Stored records

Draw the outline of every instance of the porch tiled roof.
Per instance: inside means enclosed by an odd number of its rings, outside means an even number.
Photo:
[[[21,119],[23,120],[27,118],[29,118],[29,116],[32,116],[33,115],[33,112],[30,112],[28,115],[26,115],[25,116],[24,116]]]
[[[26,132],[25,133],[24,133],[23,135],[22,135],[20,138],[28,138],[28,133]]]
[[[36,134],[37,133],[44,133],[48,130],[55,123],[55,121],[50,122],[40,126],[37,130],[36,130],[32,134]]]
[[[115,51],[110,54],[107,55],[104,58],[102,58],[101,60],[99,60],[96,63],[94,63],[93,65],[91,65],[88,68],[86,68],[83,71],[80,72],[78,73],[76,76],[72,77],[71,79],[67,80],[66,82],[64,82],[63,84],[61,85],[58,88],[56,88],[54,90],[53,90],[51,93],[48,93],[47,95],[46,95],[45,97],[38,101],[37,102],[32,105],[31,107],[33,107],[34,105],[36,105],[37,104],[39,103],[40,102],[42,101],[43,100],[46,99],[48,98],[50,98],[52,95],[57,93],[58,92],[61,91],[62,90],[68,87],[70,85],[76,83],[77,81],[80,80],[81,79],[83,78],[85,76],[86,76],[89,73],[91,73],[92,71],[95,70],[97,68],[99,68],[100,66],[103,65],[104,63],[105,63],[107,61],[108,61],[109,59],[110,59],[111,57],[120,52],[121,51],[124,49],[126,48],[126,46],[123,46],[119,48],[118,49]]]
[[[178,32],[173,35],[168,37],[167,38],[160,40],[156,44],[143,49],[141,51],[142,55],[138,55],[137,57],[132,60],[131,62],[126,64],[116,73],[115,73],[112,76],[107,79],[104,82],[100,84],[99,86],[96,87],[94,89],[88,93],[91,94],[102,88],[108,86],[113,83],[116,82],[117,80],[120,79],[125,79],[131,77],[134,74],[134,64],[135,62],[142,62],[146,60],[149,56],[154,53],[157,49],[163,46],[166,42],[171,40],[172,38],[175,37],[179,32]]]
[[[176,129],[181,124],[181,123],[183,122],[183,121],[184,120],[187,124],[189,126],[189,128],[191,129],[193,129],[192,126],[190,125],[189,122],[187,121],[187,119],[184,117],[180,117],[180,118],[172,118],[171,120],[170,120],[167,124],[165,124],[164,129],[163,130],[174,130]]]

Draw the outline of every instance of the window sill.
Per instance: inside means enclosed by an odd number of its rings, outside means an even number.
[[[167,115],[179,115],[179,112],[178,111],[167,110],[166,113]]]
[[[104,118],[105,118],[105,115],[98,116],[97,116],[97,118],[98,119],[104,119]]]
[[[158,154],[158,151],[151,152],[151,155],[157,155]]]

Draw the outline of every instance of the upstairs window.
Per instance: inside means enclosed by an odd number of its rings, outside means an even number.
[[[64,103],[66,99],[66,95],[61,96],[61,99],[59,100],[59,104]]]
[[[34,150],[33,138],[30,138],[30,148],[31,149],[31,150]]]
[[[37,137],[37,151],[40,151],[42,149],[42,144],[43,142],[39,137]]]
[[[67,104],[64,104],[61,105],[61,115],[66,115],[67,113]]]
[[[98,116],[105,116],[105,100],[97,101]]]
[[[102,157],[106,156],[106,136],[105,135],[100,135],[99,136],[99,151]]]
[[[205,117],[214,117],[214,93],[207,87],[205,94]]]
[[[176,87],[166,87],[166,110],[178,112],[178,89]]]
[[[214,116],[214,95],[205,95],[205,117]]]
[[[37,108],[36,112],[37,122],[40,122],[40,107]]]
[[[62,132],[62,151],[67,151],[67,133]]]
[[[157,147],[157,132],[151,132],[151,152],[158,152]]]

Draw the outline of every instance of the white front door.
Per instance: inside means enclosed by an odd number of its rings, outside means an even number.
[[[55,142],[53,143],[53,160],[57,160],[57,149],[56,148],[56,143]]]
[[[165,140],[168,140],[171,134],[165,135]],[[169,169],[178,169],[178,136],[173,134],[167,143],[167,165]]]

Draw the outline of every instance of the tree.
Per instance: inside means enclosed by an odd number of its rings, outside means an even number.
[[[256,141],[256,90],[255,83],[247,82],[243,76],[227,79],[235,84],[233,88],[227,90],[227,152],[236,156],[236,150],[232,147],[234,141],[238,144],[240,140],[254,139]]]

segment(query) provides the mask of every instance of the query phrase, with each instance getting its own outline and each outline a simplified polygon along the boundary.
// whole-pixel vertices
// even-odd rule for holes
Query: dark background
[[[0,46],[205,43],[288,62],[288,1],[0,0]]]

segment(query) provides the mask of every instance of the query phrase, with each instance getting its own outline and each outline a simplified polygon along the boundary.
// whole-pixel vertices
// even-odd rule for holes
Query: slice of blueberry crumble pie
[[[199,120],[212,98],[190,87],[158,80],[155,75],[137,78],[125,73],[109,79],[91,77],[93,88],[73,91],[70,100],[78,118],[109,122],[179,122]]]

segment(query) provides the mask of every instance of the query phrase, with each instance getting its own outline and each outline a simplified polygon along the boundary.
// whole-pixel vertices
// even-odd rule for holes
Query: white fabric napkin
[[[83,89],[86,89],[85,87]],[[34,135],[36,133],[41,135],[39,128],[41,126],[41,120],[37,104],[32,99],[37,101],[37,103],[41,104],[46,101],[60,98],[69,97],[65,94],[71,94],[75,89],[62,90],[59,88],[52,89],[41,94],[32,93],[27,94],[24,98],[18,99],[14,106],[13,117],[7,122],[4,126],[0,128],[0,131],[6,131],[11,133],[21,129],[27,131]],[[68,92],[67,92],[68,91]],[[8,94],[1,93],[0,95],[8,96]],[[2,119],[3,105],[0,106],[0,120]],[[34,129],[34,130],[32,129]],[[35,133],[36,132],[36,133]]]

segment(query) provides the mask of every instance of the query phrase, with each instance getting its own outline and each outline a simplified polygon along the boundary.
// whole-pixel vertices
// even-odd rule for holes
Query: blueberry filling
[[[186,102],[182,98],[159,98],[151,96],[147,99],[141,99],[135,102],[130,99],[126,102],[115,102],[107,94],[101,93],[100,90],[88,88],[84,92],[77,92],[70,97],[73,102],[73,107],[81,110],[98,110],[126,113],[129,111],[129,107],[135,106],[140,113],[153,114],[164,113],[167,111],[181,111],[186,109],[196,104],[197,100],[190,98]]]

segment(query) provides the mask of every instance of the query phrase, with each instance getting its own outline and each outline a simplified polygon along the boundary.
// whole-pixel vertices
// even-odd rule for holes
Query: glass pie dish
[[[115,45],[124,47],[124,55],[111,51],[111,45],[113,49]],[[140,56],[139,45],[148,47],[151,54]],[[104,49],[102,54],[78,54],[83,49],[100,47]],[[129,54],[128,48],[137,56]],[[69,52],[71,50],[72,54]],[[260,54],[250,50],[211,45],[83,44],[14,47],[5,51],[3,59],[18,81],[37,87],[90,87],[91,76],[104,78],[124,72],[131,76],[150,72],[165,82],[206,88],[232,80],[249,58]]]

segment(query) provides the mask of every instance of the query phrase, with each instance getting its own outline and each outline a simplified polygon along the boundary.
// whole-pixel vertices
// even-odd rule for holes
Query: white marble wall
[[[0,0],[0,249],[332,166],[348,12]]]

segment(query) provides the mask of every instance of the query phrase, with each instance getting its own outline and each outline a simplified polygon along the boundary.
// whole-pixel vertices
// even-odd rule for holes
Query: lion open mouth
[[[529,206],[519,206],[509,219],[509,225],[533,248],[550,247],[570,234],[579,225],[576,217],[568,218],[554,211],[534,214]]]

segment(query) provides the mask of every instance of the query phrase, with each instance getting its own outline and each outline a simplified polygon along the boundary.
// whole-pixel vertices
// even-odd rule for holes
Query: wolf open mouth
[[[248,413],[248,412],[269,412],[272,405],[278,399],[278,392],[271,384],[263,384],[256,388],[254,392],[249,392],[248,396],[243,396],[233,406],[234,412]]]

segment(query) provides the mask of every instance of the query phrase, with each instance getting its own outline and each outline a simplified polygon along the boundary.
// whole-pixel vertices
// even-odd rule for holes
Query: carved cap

» To do
Turn the lines above, from the line with "Draw the outline of every instance of the tree." through the line with "[[[0,46],[205,43],[288,62],[288,1],[0,0]]]", into a numbered list, leaving out any blank lines.

» Completed exercise
1. Draw the outline of every instance of the tree.
2. Per instance: inside means enclosed by an odd number of its rings, outside means an even number.
3. [[[256,141],[256,90],[255,83],[247,82],[243,76],[227,79],[235,84],[233,88],[227,90],[227,152],[236,156],[236,150],[232,147],[234,141],[238,144],[240,140],[254,139]]]
4. segment(query) provides the mask of every instance of the query phrase, with each instance getting its own outline and each outline a simplified polygon along the boundary.
5. // whole-pixel vertices
6. // even-odd rule for holes
7. Query: dark background
8. [[[0,46],[205,43],[288,62],[288,1],[0,0]]]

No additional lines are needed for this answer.